→ PAGE TEXT:
* * *
It's not pretty. But it has slightly improved cabin ergonomics, as i no longer need to hold the handbrake down with my left shin. :(

It does feature a quick release function, for the odd occasion when the handbrake is required.

neophyteguy
7th July 2014, 08:58 PM
Auxfire,
I'm wondering if your hitch mounts directly to the Chassis or if it has what looks like a plate mounted/welded on that the hitch mounts to?

I'm trying to figure out a way to get an adjustable hitch on my Perentie as it's currently too high for my needs ........

Cheers,
JRW

Switched over the pintle to a combination pintle/ball hitch.
Just need to sort out an adaptor from the NATO plug to 7 pin & can tow anything :)

https://www.aulro.com/afvb/images/imported/2016/01/1.jpg
https://www.aulro.com/afvb/images/imported/2016/01/2.jpg

Rosco8
10th July 2014, 12:14 PM
Does anybody know where to get an adaptor from the NATO plug to 7 pin or do you have to make one up ??

Mick_Marsh
10th July 2014, 03:07 PM
Does anybody know where to get an adaptor from the NATO plug to 7 pin or do you have to make one up ??
They're not available pre made commercially. You'll have to make one up or buy one someone else has made. I made one up0 and also installed a socked on my Landrover.
The sockets do appear on ebay from time to time and I believe you can still buy them from Hella or Narva new.
* * *
→ RAW RECORDS:
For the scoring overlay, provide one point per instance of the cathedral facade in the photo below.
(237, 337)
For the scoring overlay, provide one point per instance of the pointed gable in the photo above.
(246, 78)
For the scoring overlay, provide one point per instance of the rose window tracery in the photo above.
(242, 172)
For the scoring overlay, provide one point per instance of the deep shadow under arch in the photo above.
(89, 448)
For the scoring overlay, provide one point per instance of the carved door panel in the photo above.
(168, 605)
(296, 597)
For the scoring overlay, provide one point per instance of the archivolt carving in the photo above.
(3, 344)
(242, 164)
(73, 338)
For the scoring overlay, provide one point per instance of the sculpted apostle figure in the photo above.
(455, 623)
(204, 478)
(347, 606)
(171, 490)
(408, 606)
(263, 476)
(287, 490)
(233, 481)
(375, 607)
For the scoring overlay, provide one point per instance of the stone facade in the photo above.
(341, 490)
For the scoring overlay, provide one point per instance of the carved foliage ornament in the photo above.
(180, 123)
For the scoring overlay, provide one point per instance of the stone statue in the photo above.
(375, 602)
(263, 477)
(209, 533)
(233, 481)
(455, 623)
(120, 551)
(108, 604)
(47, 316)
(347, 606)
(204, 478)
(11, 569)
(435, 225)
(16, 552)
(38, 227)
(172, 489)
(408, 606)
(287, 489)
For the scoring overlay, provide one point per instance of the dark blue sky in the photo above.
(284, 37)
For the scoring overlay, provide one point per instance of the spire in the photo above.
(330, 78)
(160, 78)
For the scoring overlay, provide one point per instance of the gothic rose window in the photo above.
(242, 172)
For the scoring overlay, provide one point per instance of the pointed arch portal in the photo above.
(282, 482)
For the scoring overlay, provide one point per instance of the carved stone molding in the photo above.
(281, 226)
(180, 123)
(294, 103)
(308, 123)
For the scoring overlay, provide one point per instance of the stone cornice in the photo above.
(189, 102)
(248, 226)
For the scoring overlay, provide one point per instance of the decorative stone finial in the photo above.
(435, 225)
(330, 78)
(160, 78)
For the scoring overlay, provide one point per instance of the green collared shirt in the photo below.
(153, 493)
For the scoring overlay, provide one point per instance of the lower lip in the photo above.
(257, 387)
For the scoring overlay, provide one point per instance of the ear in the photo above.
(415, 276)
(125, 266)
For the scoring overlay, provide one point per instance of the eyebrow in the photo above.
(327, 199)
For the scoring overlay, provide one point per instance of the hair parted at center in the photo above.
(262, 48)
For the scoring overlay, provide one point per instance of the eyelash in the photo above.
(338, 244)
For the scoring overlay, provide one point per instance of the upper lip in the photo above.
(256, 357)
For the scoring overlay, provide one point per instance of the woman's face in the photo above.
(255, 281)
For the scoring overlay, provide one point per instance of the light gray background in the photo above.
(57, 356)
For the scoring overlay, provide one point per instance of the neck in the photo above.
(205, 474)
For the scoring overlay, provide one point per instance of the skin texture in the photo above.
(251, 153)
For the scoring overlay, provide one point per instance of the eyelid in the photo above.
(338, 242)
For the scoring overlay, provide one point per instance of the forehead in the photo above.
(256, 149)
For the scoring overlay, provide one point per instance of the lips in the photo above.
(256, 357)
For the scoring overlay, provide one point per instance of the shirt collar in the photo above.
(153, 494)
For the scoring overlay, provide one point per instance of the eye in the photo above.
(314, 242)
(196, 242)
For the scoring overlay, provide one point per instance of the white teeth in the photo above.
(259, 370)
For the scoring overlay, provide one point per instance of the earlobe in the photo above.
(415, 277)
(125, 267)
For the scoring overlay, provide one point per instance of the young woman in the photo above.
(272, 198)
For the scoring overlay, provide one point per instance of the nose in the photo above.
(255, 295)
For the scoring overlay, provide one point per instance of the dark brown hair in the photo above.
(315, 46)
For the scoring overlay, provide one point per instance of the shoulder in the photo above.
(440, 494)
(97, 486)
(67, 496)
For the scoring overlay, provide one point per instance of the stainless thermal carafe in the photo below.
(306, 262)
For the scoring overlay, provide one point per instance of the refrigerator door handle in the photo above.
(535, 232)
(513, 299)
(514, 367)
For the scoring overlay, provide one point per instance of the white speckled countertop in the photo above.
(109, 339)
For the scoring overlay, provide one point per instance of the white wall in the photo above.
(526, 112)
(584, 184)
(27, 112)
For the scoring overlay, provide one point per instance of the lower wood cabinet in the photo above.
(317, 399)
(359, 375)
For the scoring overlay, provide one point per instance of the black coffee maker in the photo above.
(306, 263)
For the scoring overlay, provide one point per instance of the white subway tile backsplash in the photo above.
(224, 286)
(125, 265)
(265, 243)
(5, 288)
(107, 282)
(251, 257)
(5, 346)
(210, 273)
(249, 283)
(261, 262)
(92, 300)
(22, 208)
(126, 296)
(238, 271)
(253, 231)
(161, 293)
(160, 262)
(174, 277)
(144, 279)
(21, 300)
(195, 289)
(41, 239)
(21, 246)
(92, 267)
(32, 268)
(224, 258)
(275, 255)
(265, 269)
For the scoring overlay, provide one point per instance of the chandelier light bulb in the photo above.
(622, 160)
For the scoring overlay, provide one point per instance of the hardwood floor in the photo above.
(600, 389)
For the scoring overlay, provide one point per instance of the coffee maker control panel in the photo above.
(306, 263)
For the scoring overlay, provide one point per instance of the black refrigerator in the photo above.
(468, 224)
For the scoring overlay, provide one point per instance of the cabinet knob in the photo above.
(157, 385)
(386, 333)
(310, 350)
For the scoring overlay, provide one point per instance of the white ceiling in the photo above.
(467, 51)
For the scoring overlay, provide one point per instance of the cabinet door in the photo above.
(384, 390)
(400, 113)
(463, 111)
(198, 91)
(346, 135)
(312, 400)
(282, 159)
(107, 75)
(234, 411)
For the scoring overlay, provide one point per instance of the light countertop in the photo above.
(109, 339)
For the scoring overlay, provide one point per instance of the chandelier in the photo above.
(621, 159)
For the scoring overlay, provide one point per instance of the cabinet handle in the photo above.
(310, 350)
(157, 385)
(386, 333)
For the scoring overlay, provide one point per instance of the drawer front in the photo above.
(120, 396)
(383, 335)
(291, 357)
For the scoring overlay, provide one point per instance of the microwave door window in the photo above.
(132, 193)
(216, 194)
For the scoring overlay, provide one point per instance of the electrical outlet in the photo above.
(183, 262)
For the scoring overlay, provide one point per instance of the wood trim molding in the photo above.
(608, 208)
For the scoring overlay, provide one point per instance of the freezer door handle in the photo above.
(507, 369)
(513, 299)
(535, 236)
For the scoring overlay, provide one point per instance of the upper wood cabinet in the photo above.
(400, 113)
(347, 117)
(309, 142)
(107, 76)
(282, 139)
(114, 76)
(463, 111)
* * *
→ EXERCISE OBJECTIVE: Pick up the forum thread about the Perentie tow hitch and the NATO plug adaptor after its last sentence, and continue it.

→ OUTPUT:
Having said that, check out these guys:
http://www.cambridgetechnologies.com.au/nato-12-pin-trailer-connector-vg96923b3-12p

cinan
10th July 2014, 05:48 PM
Does anybody know where to get an adaptor from the NATO plug to 7 pin or do you have to make one up ??

I looked at this option for a while to make my own adaptor but gave up based on the cost of the 12pin adaptor required. I instead just installed a metal Narva 7 pin connector underneath in the corner of the spare wheel and wired that into the appropriate circuits. works a treat and doesn't change the look of the back and the 12 pin is still available for a No 5 trailer. I just made up a 500mm cable with a 7 pin M/F connectors as an extension to get under to the plug. The standard black metal socket bracket from Narva also fits well and you just loosen the two bolts holding the rear number and the sockets fits on the back if you use slightly longer bolts. No drilling required.

Rosco8
10th July 2014, 06:09 PM
I instead just installed a metal Narva 7 pin connector underneath in the corner of the spare wheel and wired that into the appropriate circuits. works a treat and doesn't change the look of the back and the 12 pin is still available for a No 5 trailer.

Was my 1st thought, looks the easiest so yeh, will go this way. Thanks

oowa
14th July 2014, 04:38 PM
Land Rover At Sussex Inlet 2014 Photos by Ourshots | Photobucket (http://s12.photobucket.com/user/Ourshots/library/Land%20Rover%20at%20Sussex%20Inlet%202014?sort=3&page=1)


Went for a drive with a buddy in his 2A, he is now a coil sprung convert


Bruce

DBT
14th July 2014, 09:01 PM
Installed a remote engine immobiliser. Only took me 3 days and approx. 2kg worth of cable ties. :)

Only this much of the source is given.